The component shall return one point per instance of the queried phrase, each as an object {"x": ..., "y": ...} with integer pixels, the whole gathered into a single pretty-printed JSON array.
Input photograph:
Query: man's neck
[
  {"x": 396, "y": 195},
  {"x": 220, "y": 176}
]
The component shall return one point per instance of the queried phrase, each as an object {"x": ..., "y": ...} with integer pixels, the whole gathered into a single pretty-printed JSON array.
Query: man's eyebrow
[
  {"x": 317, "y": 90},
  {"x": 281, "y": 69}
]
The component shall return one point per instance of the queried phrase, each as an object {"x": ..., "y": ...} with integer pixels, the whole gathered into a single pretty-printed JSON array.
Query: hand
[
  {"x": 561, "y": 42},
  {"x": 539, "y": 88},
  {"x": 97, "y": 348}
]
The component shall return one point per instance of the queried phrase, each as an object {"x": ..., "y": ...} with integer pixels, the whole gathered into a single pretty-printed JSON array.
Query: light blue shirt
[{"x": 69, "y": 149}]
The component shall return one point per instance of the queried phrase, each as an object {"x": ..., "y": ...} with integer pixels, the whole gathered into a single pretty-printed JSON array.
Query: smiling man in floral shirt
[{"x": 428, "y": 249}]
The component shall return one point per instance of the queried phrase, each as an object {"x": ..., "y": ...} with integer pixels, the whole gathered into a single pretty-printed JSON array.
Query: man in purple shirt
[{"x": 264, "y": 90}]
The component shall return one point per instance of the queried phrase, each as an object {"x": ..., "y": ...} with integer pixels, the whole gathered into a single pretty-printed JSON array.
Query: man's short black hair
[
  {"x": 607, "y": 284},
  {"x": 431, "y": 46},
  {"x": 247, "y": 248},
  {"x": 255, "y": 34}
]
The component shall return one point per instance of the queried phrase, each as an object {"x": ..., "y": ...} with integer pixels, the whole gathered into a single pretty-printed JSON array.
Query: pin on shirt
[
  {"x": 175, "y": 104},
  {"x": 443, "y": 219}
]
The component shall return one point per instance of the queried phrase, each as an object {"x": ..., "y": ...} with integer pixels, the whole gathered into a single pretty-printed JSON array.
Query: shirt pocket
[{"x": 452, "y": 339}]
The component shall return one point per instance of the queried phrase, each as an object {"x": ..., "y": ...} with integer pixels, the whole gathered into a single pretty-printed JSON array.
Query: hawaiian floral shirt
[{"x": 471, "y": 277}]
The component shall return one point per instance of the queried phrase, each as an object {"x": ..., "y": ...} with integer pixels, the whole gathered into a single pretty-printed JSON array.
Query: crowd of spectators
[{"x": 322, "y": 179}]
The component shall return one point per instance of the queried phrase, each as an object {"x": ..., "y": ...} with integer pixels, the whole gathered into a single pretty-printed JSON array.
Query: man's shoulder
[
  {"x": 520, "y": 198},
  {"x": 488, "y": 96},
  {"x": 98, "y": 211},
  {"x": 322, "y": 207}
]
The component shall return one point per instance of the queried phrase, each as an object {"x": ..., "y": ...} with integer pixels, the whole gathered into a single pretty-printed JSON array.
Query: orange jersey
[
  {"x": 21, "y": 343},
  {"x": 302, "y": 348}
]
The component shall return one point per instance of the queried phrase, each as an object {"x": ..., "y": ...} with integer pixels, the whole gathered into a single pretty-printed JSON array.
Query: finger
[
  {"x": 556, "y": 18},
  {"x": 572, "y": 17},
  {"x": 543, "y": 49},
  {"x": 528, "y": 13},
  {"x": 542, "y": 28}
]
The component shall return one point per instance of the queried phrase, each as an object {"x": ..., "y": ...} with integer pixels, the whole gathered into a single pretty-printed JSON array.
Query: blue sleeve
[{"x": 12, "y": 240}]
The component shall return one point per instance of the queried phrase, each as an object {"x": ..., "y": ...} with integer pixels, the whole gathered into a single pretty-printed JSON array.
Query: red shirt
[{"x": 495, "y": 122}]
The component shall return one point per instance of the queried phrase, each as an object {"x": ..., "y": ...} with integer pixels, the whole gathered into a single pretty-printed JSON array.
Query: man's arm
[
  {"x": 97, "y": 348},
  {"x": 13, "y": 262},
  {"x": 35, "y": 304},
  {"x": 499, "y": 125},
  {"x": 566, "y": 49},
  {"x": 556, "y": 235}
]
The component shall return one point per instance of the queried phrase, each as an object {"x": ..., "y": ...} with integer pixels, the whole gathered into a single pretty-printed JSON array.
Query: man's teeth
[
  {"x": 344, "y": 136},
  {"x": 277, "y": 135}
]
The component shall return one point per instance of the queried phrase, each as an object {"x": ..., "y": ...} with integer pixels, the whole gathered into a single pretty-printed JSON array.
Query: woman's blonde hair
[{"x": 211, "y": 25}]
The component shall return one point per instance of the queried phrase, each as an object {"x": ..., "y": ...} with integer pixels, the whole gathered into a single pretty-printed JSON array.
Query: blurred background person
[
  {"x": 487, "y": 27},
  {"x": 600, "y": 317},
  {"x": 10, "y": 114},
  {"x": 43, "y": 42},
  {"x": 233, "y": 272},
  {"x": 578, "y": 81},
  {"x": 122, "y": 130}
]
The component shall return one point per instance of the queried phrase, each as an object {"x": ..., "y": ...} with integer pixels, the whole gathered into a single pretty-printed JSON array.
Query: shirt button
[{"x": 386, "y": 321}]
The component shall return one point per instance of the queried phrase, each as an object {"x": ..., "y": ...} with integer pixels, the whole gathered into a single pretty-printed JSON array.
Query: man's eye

**Prompt**
Every line in the records has to be written out again exactly.

**Solved exercise**
The component shall return one point per instance of the queried phrase, each as an object {"x": ..., "y": ...} with integer pixels, the whole gathered into a single pretty-printed JSON array.
Input photograph:
Query: man's neck
[
  {"x": 396, "y": 195},
  {"x": 220, "y": 176}
]
The component shall return one point per instance of the queried phrase, each as an object {"x": ..., "y": ...} with integer pixels, the whole gathered into a single pretty-printed JSON array.
Query: man's eyebrow
[
  {"x": 317, "y": 90},
  {"x": 281, "y": 69}
]
The component shall return one point per instance of the queried phrase, each as an object {"x": ..., "y": ...} with integer pixels, the whole gathered into a single pretty-printed JSON array.
Query: hand
[
  {"x": 561, "y": 42},
  {"x": 539, "y": 88},
  {"x": 97, "y": 348}
]
The component shall return one point per instance of the queried phrase, each as an object {"x": ..., "y": ...} with integer pixels, the whole gathered into a single pretty-printed JSON array.
Query: light blue shirt
[{"x": 69, "y": 149}]
The component shall return one point per instance of the queried phrase, each as an object {"x": ..., "y": ...} with integer pixels, the whole gathered into a single pretty-printed JSON array.
Query: smiling man in floral shirt
[{"x": 428, "y": 249}]
The component shall return one point per instance of the queried phrase, each as an object {"x": ..., "y": ...} with integer pixels, the whole gathered into a single pretty-printed JSON array.
Query: man in purple shirt
[{"x": 264, "y": 90}]
The component shall return one point per instance of the queried phrase, each as an object {"x": ..., "y": ...} with integer pixels, the whole gathered into a single pretty-printed JSON array.
Query: man's short black hair
[
  {"x": 607, "y": 284},
  {"x": 431, "y": 46},
  {"x": 247, "y": 248},
  {"x": 255, "y": 34}
]
The component shall return one point per instance of the queried phrase, each as an object {"x": ..., "y": ...} with integer pixels, the whole gathered into a single pretty-printed JSON array.
Query: pin on shirt
[
  {"x": 175, "y": 104},
  {"x": 443, "y": 219}
]
The component shall return one point per instance of the queried phrase, each as an object {"x": ..., "y": ...} with integer pixels, the whole gathered into a single pretty-printed JSON array.
Query: shirt pocket
[{"x": 452, "y": 339}]
The component shall return one point per instance of the queried phrase, each as an object {"x": ..., "y": ...} with integer pixels, the whole gathered into a single pretty-printed JSON array.
Query: hawaiian floral shirt
[{"x": 471, "y": 277}]
The component shall return one point per instance of the queried phrase, each as an object {"x": ..., "y": ...} with integer pixels, the whole gathered into a single pretty-printed JSON array.
Query: crowd of spectators
[{"x": 322, "y": 179}]
The component shall return one point per instance of the queried phrase, each as an object {"x": ..., "y": ...} with integer pixels, the whole gathered into a single pretty-printed JSON array.
Query: man's shoulder
[
  {"x": 520, "y": 198},
  {"x": 488, "y": 96},
  {"x": 98, "y": 211},
  {"x": 322, "y": 207}
]
The component shall return one point per instance of the queried phrase, each as an object {"x": ..., "y": ...} with integer pixels, the whole gathered into a single pretty-printed JSON array.
Query: orange jersey
[
  {"x": 21, "y": 343},
  {"x": 302, "y": 348}
]
The component shall return one point per instance of the queried phrase, each as an object {"x": ..., "y": ...} with integer pixels, the whole gathered into a single pretty-printed JSON array.
Query: finger
[
  {"x": 556, "y": 18},
  {"x": 572, "y": 17},
  {"x": 543, "y": 49},
  {"x": 528, "y": 13},
  {"x": 542, "y": 28}
]
The component shall return one point per instance of the queried phrase, each as an object {"x": ..., "y": ...} with integer pixels, the whole gathered into a single pretty-printed JSON array.
Query: blue sleeve
[{"x": 12, "y": 240}]
The component shall return one point per instance of the queried phrase, each as an object {"x": ..., "y": ...} with integer pixels, the whole gathered into a single pretty-printed JSON array.
Query: red shirt
[{"x": 495, "y": 122}]
The component shall return one point per instance of the queried phrase, each as an object {"x": ..., "y": ...} with integer pixels, the whole gathered into a single pretty-printed JSON array.
Query: man's arm
[
  {"x": 97, "y": 348},
  {"x": 13, "y": 262},
  {"x": 35, "y": 304},
  {"x": 499, "y": 125},
  {"x": 566, "y": 49},
  {"x": 556, "y": 235}
]
The component shall return one point per instance of the queried phrase, each as an object {"x": ..., "y": ...} with integer pixels, the whole gathered into a single pretty-printed JSON array.
Query: man's teeth
[
  {"x": 344, "y": 136},
  {"x": 277, "y": 135}
]
The component shall return one point per instance of the queried phrase, each as an object {"x": ..., "y": ...} with integer pixels, the whole gathered into a single pretty-printed JSON array.
Query: woman's blonde hair
[{"x": 211, "y": 25}]
The component shall return one point per instance of the queried phrase, each as an object {"x": ..., "y": ...} with integer pixels, the whole gathered into a single pretty-printed JSON array.
Query: blurred background person
[
  {"x": 487, "y": 27},
  {"x": 600, "y": 317},
  {"x": 10, "y": 114},
  {"x": 43, "y": 42},
  {"x": 233, "y": 272},
  {"x": 578, "y": 81},
  {"x": 122, "y": 130}
]
The component shall return one point per instance of the queried phrase, each as an object {"x": ..., "y": ...} with integer pixels, the whole gathered into a single pretty-printed JSON array.
Query: shirt button
[{"x": 386, "y": 321}]
The component shall return one point per instance of the queried phrase, each as an object {"x": ..., "y": ...} with integer pixels, the whole gathered into a single pretty-printed JSON array.
Query: man's eye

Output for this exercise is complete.